• **Instruções e requisitos**: Repita sem alterações o trecho da entrevista que começa nas palavras que contêm "Luísa Castel-Branco abre" e termina depois de "que está resolvido?".

• **Documento**:
───

Entrevistas

Luísa Castel-Branco abre o coração em entrevista intimista: "O Francisco ensinou-me a confiar e a amar"

A propósito do mais recente livro, "O Amor É Uma Invenção dos Pobres", Luísa Castel-Branco reflete, em entrevista à SELFIE, sobre o amor e a falta dele.

O amor é mesmo uma invenção dos pobres?
Tem de ler o livro para descobrir qual é a minha tese [risos]. Hoje em dia, tenho imensas teses...

Cresceu com amor?
[Responde prontamente.] Não.

E é algo que está resolvido?
Era uma mágoa. Digamos que tudo está resolvido na medida em que uma pessoa consegue revisitar esse tempo e perceber que cada pessoa nos deu aquilo que podia dar. Mas a mágoa continua lá.

Os pais não tinham a capacidade de amar?
Primeiro, acho que tem que ver com a geração em que eu cresci. As mulheres dedicavam a vida totalmente aos maridos e os filhos vinham depois. Os homens também não eram ensinados a mostrar o mínimo de sentimentos. Acho que tem muito que ver com isto, mas também com a educação de um e de outro e com as vicissitudes que tiveram na vida.

Mas cresceu a saber que não tinha amor ou só mais tarde, quando foi realmente amada, é que se apercebeu disso?
Cresci a sentir que não era amada - com uma perceção absoluta - e sempre carente de amor e proteção.

Ia buscar isso a algum lado?
Não.

Então, cresceu amargurada?
Cresci revoltada. A amargura pode ou não vir depois. Mas eu também não era, de forma alguma, uma adolescente fácil.

Em que sentido?
Odiava ordens, odiava que as coisas tivessem de ser feitas como mandavam e sem qualquer explicação, odiava o poder que os adultos tinham sobre as crianças ou adolescentes... A rejeição da autoridade era uma coisa muito marcada em mim. Também odiava que as mulheres não pudessem fazer o mesmo do que os homens...

Isso trouxe muitos dissabores, não?
Trouxe imensos. Primeiro, a estranheza das outras pessoas. Comecei a fazer televisão aos 46 anos e entrevistava mulheres sobre o feminismo. A única pessoa que me disse que era feminista foi a Helena Roseta. As outras pessoas fugiam disso como o diabo foge da cruz. Estamos a falar de há 20 anos, quando o feminismo não era, como agora é, bem visto.

───

• **Material extraído**:
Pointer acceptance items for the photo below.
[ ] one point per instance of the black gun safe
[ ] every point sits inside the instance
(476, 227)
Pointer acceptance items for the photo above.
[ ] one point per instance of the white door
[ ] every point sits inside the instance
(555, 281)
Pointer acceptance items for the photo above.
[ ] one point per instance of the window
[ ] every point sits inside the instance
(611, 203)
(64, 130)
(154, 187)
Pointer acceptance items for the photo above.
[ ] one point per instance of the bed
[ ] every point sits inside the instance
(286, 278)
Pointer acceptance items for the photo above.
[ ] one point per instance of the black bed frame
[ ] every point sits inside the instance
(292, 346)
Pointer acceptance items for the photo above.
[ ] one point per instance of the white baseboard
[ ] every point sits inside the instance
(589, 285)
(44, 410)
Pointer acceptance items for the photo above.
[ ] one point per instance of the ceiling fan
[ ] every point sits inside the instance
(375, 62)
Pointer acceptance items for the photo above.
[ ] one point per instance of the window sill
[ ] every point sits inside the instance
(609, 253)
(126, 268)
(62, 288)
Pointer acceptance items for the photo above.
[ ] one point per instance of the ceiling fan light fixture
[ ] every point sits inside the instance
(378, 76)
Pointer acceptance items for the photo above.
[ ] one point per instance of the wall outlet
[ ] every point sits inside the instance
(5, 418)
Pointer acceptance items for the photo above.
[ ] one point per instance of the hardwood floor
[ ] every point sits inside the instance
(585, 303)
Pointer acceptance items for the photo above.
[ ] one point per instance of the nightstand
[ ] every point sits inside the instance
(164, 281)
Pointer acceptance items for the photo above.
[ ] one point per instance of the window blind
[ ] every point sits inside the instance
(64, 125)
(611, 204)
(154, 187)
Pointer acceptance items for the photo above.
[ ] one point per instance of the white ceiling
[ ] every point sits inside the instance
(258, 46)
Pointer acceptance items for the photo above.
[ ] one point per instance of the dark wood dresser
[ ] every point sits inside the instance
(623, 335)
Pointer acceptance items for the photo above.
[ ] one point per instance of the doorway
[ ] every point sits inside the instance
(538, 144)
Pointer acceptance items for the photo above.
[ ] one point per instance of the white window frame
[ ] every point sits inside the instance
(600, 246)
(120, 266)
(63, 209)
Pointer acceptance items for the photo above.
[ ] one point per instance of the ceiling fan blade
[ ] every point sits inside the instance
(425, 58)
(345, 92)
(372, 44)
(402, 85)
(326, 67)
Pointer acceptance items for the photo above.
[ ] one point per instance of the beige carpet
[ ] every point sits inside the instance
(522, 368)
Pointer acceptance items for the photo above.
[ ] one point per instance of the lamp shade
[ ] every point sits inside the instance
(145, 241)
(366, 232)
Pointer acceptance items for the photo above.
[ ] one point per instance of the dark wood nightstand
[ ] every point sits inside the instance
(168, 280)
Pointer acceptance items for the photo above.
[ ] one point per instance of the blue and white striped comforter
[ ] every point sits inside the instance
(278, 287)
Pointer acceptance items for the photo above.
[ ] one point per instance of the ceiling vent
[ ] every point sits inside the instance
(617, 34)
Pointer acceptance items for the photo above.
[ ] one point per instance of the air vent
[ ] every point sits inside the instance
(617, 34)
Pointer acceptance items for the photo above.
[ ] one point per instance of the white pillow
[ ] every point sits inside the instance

───

• **Resultado**:
Luísa Castel-Branco abre o coração em entrevista intimista: "O Francisco ensinou-me a confiar e a amar"

A propósito do mais recente livro, "O Amor É Uma Invenção dos Pobres", Luísa Castel-Branco reflete, em entrevista à SELFIE, sobre o amor e a falta dele.

O amor é mesmo uma invenção dos pobres?
Tem de ler o livro para descobrir qual é a minha tese [risos]. Hoje em dia, tenho imensas teses...

Cresceu com amor?
[Responde prontamente.] Não.

E é algo que está resolvido?